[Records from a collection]

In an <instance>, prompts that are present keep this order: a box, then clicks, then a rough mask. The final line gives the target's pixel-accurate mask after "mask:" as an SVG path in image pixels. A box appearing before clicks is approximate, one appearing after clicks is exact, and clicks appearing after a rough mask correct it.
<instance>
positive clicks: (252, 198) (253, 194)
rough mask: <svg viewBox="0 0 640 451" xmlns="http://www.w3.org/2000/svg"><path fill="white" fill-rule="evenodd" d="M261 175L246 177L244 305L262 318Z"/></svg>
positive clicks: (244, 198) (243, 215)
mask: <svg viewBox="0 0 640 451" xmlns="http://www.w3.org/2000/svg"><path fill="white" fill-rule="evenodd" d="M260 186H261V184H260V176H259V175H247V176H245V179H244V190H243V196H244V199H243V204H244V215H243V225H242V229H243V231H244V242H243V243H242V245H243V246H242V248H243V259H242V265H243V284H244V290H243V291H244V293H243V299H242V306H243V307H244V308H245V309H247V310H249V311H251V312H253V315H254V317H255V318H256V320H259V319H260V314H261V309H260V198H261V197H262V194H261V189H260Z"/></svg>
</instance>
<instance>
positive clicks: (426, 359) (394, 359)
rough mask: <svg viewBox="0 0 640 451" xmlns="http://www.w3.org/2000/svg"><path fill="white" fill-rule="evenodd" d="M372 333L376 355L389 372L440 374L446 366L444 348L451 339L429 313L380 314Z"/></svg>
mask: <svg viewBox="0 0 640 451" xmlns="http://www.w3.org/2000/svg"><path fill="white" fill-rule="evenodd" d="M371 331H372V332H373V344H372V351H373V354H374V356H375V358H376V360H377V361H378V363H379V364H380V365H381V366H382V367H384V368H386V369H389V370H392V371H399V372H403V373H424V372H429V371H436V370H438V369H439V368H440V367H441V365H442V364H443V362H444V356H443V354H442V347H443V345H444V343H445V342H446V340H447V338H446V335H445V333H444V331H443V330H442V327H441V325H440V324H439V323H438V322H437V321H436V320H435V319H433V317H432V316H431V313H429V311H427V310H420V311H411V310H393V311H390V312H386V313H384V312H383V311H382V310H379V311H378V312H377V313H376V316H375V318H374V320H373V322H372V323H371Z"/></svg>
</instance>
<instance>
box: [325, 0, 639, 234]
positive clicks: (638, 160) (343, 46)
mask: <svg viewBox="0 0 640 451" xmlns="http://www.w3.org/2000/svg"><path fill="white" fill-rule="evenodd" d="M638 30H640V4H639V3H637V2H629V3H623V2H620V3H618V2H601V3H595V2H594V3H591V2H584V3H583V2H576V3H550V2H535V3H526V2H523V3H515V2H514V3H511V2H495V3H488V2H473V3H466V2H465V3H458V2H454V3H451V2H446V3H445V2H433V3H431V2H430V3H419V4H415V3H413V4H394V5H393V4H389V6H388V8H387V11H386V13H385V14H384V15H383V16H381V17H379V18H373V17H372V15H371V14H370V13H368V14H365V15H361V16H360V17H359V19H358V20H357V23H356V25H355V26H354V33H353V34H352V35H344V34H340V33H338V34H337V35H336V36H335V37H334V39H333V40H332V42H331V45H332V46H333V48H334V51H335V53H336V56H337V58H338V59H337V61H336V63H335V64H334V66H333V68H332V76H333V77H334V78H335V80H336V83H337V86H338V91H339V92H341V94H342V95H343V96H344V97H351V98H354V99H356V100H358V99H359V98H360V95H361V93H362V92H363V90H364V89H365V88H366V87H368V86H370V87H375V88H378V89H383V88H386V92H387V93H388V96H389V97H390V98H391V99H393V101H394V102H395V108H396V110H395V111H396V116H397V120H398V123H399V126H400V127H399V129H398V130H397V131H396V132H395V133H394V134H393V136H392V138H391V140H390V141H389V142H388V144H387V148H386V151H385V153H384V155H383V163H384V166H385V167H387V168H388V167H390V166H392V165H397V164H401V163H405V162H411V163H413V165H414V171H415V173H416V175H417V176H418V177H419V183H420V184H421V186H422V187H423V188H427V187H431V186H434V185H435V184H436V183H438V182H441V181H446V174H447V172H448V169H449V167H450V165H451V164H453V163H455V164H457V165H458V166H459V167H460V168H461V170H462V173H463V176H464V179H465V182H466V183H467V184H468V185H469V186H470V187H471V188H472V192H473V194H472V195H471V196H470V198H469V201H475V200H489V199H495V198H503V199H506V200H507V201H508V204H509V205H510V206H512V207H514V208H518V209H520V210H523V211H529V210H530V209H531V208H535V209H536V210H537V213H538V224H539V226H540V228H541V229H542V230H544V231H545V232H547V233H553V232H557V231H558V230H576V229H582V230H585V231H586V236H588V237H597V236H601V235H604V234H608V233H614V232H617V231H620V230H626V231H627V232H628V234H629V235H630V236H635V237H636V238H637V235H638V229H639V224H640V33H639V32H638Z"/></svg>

◆ WHAT IS EXPECTED ◆
Begin at the top of the records above and quote each line exactly, ending with the line that contains "positive clicks: (252, 198) (253, 194)".

◆ EXERCISE RESPONSE ◆
In an <instance>, prompts that are present keep this order: a box, then clicks, then a rough mask. The final line gives the target's pixel-accurate mask after "mask:" as an SVG path in image pixels. A box appearing before clicks is approximate, one appearing after clicks is exact, and clicks appearing after a rough mask correct it.
<instance>
positive clicks: (252, 198) (253, 194)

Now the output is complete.